[Data records]
-------------------------
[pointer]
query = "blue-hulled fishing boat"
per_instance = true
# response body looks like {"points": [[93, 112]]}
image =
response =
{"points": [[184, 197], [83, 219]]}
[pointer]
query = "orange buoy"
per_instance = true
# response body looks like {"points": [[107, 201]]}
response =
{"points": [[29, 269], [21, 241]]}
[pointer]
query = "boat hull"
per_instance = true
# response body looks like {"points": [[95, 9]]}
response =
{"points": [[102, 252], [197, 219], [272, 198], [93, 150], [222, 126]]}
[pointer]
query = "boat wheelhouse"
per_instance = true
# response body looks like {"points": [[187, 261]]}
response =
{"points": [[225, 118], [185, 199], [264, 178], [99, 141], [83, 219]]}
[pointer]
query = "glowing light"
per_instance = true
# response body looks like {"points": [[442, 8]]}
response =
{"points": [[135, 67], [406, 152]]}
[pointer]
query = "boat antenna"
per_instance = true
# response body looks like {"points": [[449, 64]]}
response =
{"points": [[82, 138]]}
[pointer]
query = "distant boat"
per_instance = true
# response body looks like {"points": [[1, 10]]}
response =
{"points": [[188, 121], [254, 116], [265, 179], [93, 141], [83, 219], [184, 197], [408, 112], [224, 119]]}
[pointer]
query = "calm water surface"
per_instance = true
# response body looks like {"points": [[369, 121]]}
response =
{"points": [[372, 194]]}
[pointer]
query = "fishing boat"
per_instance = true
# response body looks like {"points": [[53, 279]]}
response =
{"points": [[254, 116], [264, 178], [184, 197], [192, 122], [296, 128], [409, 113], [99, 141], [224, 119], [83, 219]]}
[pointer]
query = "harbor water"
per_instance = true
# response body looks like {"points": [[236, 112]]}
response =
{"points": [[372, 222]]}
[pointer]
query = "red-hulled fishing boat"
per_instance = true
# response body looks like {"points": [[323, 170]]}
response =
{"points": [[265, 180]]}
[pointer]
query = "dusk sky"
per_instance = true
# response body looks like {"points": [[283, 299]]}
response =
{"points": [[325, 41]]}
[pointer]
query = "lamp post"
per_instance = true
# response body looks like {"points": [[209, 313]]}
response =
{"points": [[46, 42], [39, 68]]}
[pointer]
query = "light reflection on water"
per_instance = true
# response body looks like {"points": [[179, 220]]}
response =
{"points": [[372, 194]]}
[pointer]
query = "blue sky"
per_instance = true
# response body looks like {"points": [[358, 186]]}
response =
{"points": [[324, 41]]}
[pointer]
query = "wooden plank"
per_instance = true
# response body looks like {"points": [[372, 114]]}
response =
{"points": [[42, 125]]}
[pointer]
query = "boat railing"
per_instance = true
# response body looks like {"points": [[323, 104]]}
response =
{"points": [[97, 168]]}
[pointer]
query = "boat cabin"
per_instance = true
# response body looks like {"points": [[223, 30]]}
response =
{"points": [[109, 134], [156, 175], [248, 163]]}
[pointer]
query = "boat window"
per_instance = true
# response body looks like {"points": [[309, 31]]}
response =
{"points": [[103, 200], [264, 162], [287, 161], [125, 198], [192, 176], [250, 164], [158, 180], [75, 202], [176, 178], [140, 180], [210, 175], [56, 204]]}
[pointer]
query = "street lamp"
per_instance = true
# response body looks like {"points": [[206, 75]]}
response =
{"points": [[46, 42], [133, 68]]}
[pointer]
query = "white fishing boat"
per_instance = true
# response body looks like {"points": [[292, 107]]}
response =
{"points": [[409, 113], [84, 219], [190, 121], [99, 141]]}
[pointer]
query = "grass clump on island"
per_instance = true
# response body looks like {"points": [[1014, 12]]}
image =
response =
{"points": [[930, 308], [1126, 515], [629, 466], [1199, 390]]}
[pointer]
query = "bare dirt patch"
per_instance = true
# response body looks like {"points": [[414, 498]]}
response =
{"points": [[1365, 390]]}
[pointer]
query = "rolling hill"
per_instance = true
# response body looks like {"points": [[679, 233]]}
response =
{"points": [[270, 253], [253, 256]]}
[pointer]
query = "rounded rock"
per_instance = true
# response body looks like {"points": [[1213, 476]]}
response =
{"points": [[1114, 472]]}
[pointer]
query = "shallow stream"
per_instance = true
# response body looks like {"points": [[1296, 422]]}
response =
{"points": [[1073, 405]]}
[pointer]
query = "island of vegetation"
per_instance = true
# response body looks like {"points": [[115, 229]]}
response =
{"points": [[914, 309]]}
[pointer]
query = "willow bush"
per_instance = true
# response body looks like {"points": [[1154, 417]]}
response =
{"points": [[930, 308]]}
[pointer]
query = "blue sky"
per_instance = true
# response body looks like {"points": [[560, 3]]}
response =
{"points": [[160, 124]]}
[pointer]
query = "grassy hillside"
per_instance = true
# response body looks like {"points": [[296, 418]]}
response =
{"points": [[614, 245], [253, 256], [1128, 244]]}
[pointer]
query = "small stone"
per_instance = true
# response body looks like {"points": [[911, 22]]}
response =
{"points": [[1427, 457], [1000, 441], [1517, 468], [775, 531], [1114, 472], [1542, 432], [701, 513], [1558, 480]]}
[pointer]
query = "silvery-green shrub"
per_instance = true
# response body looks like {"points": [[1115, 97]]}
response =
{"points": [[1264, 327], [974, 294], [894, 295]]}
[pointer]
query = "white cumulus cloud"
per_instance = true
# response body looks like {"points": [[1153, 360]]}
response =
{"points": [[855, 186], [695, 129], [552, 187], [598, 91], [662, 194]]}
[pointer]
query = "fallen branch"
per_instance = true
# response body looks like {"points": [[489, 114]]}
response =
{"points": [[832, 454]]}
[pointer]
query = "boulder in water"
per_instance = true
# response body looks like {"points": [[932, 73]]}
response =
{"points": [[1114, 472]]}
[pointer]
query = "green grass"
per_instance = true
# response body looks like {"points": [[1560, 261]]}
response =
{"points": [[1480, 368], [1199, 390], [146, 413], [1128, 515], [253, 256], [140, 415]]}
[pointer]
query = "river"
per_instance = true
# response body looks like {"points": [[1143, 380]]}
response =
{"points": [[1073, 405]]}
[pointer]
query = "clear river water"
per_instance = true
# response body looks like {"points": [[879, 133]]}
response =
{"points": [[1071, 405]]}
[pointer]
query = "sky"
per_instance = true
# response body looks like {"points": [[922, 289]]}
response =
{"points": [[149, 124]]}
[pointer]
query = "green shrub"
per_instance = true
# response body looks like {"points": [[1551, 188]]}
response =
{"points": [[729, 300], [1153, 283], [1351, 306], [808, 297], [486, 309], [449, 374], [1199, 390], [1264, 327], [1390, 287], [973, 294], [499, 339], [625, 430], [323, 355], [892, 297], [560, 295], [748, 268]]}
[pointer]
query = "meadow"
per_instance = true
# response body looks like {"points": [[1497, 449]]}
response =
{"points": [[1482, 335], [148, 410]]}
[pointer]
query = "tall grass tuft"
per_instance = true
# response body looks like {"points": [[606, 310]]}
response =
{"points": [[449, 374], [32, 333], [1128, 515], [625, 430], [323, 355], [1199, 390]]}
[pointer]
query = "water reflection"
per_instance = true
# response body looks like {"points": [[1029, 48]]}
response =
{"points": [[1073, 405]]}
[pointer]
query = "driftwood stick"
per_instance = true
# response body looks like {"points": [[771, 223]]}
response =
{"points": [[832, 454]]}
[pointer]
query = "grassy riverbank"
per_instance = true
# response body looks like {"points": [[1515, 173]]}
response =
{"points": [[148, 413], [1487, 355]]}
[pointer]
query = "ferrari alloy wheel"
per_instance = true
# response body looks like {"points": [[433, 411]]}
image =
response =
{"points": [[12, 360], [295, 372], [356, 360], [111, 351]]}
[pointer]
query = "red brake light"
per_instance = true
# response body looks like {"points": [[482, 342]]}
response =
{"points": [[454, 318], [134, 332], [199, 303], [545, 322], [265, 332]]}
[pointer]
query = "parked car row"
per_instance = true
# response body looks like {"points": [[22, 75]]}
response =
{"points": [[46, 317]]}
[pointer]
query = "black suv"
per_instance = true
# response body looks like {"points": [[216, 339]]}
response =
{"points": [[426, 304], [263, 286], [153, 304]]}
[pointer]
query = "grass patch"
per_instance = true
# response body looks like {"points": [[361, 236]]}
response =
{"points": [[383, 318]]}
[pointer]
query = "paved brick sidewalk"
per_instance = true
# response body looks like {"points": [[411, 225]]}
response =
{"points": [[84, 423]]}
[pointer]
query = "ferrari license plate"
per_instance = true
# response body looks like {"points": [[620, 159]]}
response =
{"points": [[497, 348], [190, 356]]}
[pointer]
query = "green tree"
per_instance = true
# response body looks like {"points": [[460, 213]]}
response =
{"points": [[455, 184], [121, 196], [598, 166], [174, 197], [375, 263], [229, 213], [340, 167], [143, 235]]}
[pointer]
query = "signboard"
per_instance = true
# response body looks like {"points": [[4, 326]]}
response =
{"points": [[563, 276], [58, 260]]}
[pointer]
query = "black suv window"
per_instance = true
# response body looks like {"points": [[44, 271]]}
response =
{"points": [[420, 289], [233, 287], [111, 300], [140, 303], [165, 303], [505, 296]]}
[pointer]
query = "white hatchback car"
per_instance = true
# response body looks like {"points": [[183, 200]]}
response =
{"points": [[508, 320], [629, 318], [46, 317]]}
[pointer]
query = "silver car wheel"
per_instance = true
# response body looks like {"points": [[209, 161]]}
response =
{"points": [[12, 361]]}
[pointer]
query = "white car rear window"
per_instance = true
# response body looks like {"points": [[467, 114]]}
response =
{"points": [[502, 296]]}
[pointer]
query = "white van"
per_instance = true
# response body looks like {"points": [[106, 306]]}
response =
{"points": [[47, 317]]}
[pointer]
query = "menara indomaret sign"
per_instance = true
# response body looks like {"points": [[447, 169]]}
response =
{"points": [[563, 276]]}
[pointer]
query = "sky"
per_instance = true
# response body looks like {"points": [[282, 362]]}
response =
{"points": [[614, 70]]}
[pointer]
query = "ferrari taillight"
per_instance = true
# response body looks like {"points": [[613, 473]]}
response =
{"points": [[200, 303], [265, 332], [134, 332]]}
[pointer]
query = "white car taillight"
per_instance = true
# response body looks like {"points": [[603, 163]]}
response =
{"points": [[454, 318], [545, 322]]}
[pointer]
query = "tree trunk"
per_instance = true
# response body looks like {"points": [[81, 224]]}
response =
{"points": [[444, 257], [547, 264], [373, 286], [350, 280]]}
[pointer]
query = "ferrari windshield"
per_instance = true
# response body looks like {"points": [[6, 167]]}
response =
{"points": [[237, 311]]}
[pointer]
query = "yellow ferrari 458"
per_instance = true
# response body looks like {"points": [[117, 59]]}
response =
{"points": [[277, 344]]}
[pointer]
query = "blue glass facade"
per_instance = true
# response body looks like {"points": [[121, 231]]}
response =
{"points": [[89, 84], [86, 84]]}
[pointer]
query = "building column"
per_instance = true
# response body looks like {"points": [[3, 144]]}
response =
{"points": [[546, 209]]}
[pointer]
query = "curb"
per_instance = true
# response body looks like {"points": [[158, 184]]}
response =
-------------------------
What needs to be done. Report every line in the rows above that contains the word "boat", matching case exactly.

Output of the task.
query = "blue-hulled fishing boat"
query = "boat hull"
query = "boat wheelhouse"
query = "boat antenna"
query = "distant boat"
query = "fishing boat"
query = "red-hulled fishing boat"
query = "boat railing"
query = "boat cabin"
query = "boat window"
query = "white fishing boat"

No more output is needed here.